Source document:
*** Begin section ***

To understand how this fallacy applies to particle physics, it helps to consider the way the experiments work. Physicists don’t discover new particles the way scientists might find a new species of dinosaur. They’re too small to see and they last just a fraction of a second before disintegrating into a spray of other particles.
Those other particles leave tracks in a detector, but the tracks don’t come labelled. Deciding whether an unusual confluence of tracks came from a new particle is a little like determining whether leaks from a chemical plant might be increasing cancer risk among the local population. Some regions will have more cancer cases than others by chance. But the more cases that turn up in the region in question, the less likely an observed cluster is the result of chance alone.
It might prompt some worry if researchers calculated that there was only a 1-in-93 chance that, absent any carcinogenic chemical spill, a small town would see two dozen cases of some type of leukemia over a short time. But physicists aren’t dealing with sick people. For them, waiting is the prudent reaction to uncertainty.
They’ve been burned before. In 1984, the New York Times ran a story about a possible game-changing particle called the Zeta. Don’t worry if you haven’t heard of it. It never existed.
For doctors and lawyers, it’s useful to know the rarity of a disease or the fact that just one person in London committed a particular crime. Physicists have no equivalent information in estimating the odds that their new particle exists. Cousins said that all they can do is get a lot more data and wait until they see something that’s much more unusual – a pattern in the data with less than a one-in-a-million chance of appearing if there’s no new particle.

*** End section ***

Information provided:
*** Begin section ***

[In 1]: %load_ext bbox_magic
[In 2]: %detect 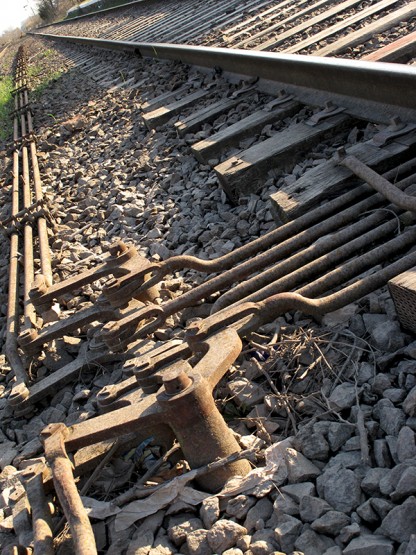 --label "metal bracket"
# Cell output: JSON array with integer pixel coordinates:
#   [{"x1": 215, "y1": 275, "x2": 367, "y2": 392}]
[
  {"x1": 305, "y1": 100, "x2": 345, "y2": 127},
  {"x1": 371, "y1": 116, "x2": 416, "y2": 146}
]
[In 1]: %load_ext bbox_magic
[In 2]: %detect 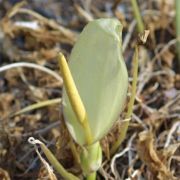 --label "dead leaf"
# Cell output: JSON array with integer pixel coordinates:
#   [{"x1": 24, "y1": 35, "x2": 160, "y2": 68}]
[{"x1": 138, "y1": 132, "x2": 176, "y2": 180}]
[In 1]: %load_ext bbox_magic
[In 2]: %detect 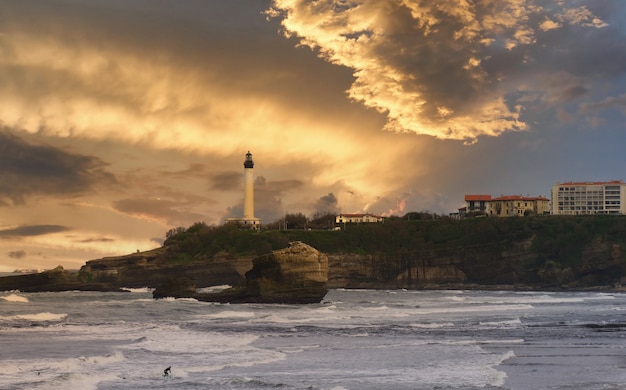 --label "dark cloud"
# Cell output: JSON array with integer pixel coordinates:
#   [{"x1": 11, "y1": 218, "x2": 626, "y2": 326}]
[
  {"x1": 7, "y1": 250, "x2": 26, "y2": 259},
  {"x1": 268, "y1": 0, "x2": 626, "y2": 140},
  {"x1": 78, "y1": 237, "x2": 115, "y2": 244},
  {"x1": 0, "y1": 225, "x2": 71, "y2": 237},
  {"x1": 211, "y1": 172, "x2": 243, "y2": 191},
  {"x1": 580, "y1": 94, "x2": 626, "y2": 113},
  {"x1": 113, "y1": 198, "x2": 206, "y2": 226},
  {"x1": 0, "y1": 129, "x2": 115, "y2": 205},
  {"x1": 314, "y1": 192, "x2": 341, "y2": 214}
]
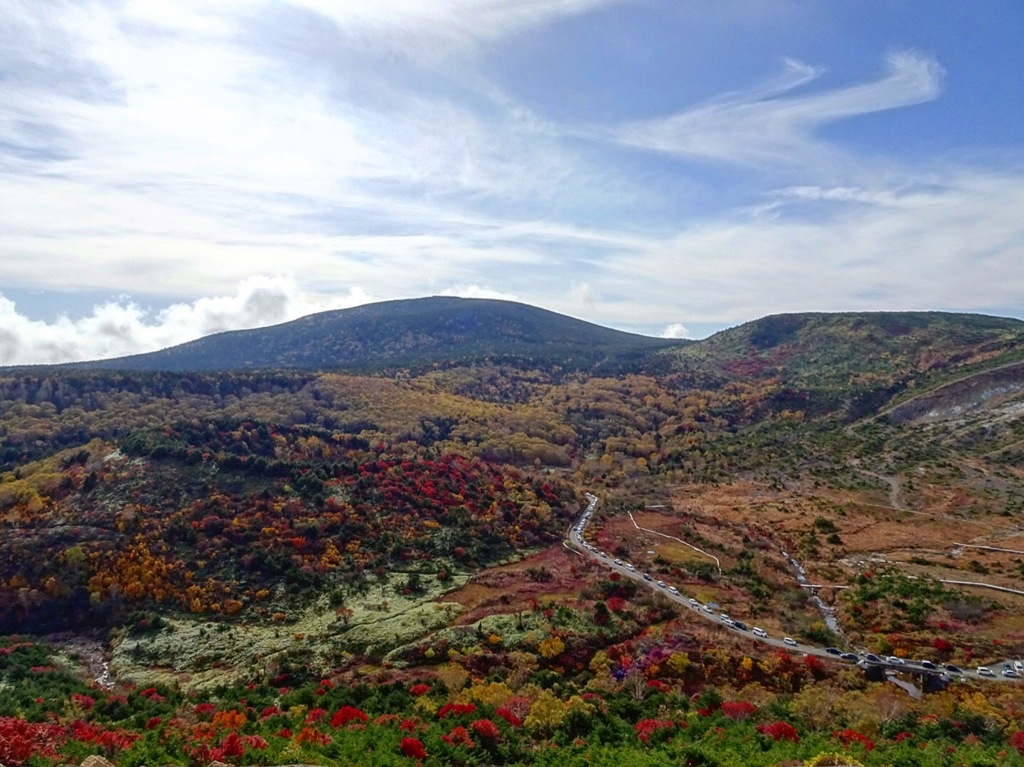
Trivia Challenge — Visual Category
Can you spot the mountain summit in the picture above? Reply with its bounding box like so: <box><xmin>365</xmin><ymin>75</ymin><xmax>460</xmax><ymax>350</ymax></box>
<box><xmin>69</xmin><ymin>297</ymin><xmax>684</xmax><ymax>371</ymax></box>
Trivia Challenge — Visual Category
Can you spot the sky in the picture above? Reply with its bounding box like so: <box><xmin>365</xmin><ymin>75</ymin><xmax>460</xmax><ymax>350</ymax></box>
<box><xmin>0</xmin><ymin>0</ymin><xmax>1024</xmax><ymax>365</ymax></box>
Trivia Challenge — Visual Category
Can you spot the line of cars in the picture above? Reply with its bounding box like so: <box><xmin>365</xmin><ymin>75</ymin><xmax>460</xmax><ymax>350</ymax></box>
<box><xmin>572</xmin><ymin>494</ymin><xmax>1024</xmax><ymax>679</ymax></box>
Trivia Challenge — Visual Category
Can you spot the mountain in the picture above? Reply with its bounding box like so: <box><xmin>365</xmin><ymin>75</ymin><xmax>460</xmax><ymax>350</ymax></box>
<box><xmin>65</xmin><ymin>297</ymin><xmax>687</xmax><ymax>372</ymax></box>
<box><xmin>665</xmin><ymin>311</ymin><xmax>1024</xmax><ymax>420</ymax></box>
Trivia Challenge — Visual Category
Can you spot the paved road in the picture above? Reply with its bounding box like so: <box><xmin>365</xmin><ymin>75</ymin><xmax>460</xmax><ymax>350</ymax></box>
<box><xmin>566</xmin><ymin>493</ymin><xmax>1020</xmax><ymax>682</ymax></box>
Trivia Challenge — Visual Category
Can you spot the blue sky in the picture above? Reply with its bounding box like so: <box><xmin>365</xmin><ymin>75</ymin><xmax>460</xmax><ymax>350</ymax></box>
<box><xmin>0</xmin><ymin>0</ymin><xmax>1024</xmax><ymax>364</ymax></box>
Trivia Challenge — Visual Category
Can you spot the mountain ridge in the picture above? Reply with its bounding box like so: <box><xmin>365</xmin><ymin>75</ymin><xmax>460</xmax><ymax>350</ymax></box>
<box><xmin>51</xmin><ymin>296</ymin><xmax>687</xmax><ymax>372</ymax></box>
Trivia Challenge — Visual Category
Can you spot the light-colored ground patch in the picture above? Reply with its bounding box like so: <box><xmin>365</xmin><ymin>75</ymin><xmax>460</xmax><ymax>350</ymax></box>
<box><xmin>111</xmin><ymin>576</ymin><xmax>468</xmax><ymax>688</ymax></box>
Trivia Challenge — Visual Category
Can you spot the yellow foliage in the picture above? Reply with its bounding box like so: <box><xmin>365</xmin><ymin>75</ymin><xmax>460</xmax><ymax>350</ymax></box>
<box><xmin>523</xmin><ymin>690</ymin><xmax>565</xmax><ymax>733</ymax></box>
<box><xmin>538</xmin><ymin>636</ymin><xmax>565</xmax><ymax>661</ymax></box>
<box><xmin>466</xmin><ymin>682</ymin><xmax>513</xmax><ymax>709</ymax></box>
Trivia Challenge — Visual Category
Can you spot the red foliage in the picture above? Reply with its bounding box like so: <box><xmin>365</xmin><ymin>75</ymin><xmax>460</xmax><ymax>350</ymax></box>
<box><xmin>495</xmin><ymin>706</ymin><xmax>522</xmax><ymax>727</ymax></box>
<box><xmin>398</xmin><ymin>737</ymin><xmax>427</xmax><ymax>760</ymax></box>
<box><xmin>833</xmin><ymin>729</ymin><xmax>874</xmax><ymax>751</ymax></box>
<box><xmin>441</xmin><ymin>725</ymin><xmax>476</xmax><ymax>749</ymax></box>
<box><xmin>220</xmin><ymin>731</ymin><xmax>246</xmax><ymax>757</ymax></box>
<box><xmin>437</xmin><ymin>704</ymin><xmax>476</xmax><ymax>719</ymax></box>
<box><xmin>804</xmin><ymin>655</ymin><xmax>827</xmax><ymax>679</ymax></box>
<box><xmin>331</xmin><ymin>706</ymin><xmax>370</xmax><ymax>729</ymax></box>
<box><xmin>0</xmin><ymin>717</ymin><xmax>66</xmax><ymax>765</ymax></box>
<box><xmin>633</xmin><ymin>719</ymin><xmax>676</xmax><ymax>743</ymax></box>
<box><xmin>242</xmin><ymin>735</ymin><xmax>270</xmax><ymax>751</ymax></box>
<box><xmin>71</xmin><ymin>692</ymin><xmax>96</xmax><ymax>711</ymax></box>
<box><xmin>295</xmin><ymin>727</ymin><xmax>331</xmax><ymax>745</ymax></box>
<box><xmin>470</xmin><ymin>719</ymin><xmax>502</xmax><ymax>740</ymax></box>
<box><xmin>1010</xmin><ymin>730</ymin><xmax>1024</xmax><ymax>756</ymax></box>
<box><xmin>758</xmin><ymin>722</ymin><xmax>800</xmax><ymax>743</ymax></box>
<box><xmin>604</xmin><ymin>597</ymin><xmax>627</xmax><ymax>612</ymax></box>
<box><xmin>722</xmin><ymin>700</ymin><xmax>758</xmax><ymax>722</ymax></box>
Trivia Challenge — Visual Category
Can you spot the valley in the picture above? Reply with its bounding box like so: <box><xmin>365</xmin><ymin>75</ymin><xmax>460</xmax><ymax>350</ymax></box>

*** End section ***
*** Begin section ***

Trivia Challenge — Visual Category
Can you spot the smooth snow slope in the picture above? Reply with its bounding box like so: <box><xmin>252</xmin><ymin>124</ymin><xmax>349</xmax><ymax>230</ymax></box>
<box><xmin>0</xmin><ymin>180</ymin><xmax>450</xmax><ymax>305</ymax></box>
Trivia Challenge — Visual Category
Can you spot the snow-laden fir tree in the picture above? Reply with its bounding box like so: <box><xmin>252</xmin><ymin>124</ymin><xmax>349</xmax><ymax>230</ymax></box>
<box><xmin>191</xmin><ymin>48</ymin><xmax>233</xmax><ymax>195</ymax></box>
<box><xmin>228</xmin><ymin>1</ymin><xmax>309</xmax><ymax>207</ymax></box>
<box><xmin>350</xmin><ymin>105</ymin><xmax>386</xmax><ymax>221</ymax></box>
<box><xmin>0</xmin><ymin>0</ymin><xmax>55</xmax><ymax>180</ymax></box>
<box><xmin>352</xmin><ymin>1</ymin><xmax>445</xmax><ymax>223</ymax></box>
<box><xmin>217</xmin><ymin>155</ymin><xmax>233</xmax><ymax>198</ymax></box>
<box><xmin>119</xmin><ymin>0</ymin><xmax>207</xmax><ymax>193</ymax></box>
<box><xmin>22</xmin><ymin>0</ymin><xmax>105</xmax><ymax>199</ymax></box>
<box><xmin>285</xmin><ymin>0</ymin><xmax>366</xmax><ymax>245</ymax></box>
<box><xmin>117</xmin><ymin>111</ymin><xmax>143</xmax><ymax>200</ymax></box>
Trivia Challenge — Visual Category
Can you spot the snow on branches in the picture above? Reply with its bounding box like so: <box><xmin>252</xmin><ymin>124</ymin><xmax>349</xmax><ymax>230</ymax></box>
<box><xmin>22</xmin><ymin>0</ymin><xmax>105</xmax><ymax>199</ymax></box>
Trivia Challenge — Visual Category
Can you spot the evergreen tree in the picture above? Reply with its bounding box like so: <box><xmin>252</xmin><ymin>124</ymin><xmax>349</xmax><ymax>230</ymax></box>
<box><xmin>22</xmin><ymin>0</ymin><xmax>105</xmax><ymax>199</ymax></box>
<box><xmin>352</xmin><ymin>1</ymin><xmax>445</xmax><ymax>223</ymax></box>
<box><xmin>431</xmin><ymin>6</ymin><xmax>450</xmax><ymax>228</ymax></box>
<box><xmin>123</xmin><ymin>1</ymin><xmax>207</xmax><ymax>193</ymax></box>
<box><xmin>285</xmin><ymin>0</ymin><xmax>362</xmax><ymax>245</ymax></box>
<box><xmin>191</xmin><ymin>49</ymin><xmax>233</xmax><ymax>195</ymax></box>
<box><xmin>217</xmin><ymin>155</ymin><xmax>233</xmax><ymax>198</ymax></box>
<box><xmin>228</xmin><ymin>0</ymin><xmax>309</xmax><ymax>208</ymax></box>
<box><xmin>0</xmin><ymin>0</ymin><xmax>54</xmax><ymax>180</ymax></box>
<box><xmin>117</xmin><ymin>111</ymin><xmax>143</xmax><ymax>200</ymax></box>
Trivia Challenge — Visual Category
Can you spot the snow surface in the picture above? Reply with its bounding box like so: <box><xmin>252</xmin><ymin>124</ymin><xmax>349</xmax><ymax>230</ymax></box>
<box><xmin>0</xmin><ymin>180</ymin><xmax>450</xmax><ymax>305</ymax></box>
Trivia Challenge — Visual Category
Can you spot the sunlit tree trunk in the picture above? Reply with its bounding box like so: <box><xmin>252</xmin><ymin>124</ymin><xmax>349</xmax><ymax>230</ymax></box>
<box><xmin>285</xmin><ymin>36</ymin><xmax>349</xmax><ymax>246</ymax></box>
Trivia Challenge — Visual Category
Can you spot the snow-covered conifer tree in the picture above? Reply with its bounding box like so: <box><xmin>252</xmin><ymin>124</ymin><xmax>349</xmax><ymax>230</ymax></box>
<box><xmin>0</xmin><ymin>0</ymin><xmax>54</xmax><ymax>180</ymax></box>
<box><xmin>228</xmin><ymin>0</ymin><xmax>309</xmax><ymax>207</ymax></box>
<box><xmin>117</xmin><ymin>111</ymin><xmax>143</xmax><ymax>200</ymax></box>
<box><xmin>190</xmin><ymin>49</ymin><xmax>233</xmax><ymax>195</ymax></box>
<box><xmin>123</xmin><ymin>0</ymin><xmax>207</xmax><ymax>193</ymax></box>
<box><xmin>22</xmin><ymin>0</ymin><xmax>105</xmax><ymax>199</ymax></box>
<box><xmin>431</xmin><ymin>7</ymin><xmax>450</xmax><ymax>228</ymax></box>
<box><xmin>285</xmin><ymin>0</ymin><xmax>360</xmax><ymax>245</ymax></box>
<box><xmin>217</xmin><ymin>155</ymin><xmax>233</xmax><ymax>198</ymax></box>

*** End section ***
*** Begin section ***

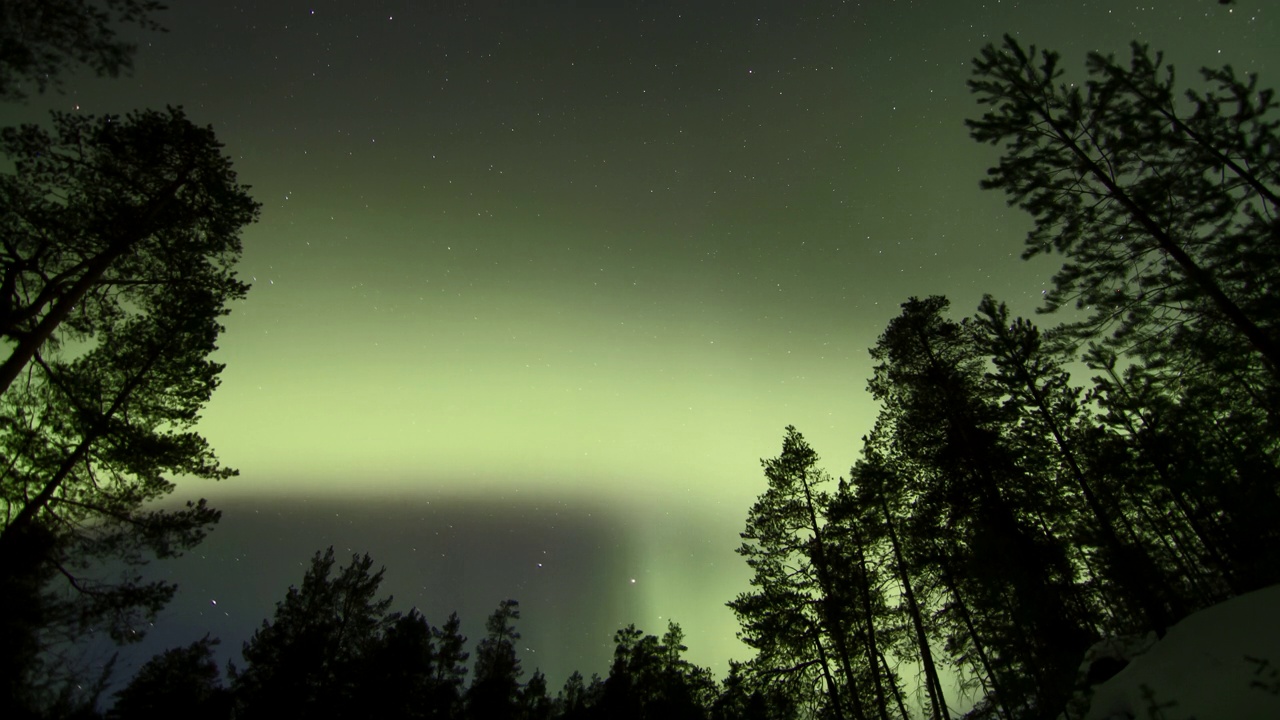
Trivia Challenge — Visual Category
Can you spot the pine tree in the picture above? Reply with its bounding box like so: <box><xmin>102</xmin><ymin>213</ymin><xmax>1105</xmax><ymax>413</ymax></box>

*** End section ***

Problems to work on:
1. In the particle physics text, what year did the New York Times run a story about the Zeta particle?
2. Pick up the text on how physicists decide whether a new particle exists and continue it from its last sentence.

Responses for each task:
1. 1984

2.
That level of caution is not so counterintuitive if you translate the problem to a poker game. Imagine you’re playing a seven-card game and one player says he’s been blessed by a fairy godmother who will help him win. Then he proceeds to get a full house. The odds, in a seven-card game, are about 37-to-1 without divine intervention. If he claims that his good hand proves there’s only a 1-in-37 chance his fairy godmother doesn’t exist, he’s fallen prey to the prosecutors’ fallacy.
Most sensible players wouldn’t buy the fairy godmother hypothesis even if this player beat 1-in-594 odds to get four of a kind. It’s easier to see the fallacy when a claim is outrageous.
Now, let’s say the player says he’s going to channel his fairy godmother to get a royal flush in a five-card hand. If he gets those cards, even savvy players start to suspect some kind of intervention, and not the divine sort. The odds of this happening by chance alone are not far from those it would take to convince the physicists of a new particle – about 650,000- to-1.
In a world ruled by uncertainty, how do scientists know when to declare a discovery? Cousins said that it’s a subjective decision, depending on how easy it is to collect more data, whether a scientist is in danger of being scooped and how much someone’s reputation will be hurt by being wrong. Certainty is always a gamble.